* _Exercise 1_
Reproduce the records from the line containing "segment --target jacket" through the final line of the records, both ends included, character for character.
═══ Text block ═══
Well, I've seen the many complaints about this latest upgrade and thought, "Wow, It's working for me".  That has changed.  So far, these are the two things I have noticed.
error #1: There was an error changing modules.
              Solution: I closed LR Classic and re-opened.  The error has not resurfaced...yet.
error #2: One photo won't sync (Upload), another won't download.  Therefore I cannot close Lightroom unless I bypass the sync until LR is opened again.

This is what I do.  I created a smart collection for each year that is 3 stars or greater.  As I rate my photos, the collection fills up.  I also created a collection for each year for Lightroom to hold all my best shots (3 stars +) that is synced with Lightroom mobile (now Lightroom CC). After each shoot, I "Select All" from the smart collection and drop into the synced collection for the same year.  This has been working flawlessly until Lightroom Classic. *(NOTE: It would be easier to create a smart synced collection but that is not yet an option).
═══ Rows ═══
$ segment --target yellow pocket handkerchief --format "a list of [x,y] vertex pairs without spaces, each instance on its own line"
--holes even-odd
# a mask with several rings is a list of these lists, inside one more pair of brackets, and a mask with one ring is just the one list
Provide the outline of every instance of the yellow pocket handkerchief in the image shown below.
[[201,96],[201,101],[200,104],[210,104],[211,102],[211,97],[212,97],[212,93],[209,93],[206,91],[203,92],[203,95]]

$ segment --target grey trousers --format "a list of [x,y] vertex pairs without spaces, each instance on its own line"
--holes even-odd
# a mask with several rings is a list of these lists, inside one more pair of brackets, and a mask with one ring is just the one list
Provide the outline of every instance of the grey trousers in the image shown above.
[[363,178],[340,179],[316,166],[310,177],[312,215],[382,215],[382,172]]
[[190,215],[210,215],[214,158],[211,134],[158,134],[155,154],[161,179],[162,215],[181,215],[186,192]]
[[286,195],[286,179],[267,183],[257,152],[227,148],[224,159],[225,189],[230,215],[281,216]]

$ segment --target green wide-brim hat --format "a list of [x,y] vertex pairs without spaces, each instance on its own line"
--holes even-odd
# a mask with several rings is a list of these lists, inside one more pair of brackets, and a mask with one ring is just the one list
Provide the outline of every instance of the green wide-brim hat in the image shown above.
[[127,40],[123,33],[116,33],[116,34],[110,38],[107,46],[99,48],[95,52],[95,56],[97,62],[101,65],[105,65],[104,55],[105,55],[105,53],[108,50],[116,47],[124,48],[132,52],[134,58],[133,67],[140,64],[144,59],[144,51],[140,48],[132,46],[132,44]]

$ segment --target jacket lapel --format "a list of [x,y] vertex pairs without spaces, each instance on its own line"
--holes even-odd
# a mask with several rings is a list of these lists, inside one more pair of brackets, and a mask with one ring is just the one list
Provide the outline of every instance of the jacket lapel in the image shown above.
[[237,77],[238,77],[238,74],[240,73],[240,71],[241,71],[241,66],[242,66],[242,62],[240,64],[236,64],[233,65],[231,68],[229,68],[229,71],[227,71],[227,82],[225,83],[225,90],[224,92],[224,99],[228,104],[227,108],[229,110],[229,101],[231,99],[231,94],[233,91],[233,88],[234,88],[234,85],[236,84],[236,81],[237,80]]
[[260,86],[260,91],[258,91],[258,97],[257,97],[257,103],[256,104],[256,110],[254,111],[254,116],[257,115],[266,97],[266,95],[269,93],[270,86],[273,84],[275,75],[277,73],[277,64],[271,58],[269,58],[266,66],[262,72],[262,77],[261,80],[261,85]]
═══
* _Exercise 2_
Continue the forum post about Lightroom Classic sync errors from the point where it stops.

* _Output 1_
$ segment --target jacket lapel --format "a list of [x,y] vertex pairs without spaces, each instance on its own line"
--holes even-odd
# a mask with several rings is a list of these lists, inside one more pair of brackets, and a mask with one ring is just the one list
Provide the outline of every instance of the jacket lapel in the image shown above.
[[237,77],[238,77],[238,74],[240,73],[240,71],[241,71],[241,66],[242,66],[242,62],[240,64],[236,64],[233,65],[231,68],[229,68],[229,71],[227,71],[227,82],[225,83],[225,90],[224,92],[224,99],[228,104],[227,108],[229,110],[229,101],[231,99],[231,94],[233,91],[233,88],[234,88],[234,85],[236,84],[236,81],[237,80]]
[[260,86],[260,91],[258,91],[258,97],[257,97],[257,103],[256,104],[256,110],[254,111],[254,116],[257,115],[266,97],[266,95],[269,93],[270,86],[273,84],[275,75],[277,73],[277,64],[271,58],[269,58],[266,66],[262,72],[262,77],[261,80],[261,85]]

* _Output 2_
*
Since the 2nd upgrade to Lightroom Classic, I have 2 sync errors; one upload and one download. The upload sync error shows up in the Catalog in the Library module.  I changed the criteria so the photo would not be in my smart collection and it is no longer in the synced collection.  The sync error goes away; but LR still says it is syncing when I try to close.   I close anyway and re-open.

After checking Preferences, the Lightroom CC tab, I see that there is a downloading error.  I find this picture and remove it from Lightroom. It is still in the trash and I can't even put it back if I wanted too!  it is a psd file.  If I want this in LR, I'll have to re-create it. I emptied the trash bin; closed LR, chose backup, and re-opened.  The error is still there.

*HOW DO I GET RID OF IT?*

*EDIT:*
Hmm...now LR says I'm not signed it; but I opened it from the Adobe menu.  Clicking on the downward arrow to check the sync status, I am prompted to sign in. After clicking, it says I'm not connected to the internet; *BUT, I AM!!!

I hope your engineers are working 24/7 to fix this or put it back the way it was!  I am seriously thinking about looking for another program for editing my pictures!!!*


----------



## Samoreen (Nov 2, 2017)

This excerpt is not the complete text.